*Work instruction*.
Filter the records below for the word "building". Keep each line that has it.

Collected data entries
□ □ □ □ □

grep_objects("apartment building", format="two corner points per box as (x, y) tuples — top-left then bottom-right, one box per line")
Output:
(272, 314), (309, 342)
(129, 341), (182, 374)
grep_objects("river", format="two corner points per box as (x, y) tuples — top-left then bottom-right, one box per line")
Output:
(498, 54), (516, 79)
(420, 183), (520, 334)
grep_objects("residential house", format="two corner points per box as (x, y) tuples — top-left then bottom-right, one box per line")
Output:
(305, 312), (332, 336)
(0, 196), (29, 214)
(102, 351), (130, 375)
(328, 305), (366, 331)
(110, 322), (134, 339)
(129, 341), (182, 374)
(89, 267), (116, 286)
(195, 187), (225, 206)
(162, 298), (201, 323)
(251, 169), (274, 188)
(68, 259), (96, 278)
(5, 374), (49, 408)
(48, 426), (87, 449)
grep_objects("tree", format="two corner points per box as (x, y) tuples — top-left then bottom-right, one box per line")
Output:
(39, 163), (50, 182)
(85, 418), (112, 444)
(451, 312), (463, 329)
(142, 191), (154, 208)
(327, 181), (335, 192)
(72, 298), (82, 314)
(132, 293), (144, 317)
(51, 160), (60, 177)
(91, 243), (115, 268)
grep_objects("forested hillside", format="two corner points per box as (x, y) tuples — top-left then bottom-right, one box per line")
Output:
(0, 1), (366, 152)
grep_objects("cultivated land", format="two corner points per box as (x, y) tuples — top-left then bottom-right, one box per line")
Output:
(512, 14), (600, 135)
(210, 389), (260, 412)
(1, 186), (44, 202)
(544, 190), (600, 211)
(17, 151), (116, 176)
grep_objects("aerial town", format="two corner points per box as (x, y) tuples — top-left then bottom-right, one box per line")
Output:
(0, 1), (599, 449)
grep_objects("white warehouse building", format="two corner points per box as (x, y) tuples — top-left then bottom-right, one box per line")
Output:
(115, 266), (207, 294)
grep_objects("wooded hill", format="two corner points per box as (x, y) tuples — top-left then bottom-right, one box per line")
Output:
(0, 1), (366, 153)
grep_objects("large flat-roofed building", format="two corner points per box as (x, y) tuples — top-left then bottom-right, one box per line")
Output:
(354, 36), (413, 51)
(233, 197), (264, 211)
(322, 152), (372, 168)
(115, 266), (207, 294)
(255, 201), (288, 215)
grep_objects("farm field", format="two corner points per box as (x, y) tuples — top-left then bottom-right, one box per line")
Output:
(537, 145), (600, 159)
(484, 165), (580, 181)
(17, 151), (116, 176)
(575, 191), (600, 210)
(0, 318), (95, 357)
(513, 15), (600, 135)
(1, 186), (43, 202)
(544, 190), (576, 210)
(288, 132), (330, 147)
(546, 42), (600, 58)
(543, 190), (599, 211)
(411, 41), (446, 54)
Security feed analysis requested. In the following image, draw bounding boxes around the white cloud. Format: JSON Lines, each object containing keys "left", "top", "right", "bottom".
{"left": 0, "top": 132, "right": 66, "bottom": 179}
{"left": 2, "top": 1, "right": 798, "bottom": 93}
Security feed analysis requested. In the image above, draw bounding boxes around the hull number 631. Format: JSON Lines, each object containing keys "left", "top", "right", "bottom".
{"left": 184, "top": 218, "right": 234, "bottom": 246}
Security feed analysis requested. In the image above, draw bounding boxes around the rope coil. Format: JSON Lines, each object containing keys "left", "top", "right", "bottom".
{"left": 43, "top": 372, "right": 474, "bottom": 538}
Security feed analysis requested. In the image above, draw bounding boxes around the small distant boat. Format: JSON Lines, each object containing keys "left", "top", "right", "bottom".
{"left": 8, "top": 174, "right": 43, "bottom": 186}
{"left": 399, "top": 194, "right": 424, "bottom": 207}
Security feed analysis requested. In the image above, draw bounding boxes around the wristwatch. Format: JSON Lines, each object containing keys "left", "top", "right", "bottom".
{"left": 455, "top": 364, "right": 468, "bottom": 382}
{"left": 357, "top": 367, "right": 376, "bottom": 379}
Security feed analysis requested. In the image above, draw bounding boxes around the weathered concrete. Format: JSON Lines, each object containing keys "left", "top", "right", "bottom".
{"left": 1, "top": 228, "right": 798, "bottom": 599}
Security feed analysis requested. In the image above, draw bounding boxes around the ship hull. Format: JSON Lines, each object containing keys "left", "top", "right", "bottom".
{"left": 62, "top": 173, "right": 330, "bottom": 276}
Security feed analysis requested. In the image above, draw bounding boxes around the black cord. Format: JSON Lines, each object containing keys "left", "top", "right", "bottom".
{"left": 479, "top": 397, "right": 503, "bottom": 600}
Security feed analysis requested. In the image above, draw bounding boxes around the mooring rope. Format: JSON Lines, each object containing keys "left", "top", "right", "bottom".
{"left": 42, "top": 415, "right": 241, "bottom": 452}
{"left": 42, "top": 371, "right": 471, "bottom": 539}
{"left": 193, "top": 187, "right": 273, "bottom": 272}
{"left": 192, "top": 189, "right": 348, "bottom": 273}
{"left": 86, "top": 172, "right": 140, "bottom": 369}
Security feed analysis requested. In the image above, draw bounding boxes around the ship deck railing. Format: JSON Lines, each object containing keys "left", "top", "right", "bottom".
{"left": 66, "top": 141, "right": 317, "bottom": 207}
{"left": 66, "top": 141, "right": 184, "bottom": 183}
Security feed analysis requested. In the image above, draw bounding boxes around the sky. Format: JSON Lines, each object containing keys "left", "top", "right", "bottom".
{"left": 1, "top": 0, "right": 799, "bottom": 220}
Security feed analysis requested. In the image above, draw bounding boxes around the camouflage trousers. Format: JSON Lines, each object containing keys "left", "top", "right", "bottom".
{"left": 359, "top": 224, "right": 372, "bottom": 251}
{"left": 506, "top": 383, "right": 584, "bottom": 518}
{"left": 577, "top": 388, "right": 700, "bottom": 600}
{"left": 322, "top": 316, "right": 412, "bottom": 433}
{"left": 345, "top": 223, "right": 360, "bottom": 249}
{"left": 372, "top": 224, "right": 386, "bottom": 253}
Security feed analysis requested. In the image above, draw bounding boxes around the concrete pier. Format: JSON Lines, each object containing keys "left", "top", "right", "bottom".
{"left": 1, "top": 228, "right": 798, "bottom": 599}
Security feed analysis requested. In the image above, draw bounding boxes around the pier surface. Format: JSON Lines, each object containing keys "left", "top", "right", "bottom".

□ □ □ □ □

*Expected output*.
grep_objects("apartment building", format="two corner points per box as (x, y) tuples — top-left then bottom-right, one box per line")
grep_objects("white warehouse building", format="two corner points per box as (x, y) tuples — top-left then bottom-right, one box per line")
grep_objects("large flat-roofed building", format="two corner points per box as (x, y) tuples — top-left then bottom-right, one box per line")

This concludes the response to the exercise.